**Exercise requirements:**
Line by line, transcribe the records exactly.

**Raw data:**
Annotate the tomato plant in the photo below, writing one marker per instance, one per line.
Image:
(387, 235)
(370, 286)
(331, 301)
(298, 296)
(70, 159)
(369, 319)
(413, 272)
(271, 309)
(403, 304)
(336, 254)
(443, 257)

**Answer area:**
Annotate the tomato plant in the photo below, writing one marker per instance, one per line.
Image:
(387, 235)
(370, 286)
(331, 301)
(298, 296)
(70, 159)
(369, 319)
(413, 272)
(271, 309)
(403, 304)
(336, 254)
(443, 257)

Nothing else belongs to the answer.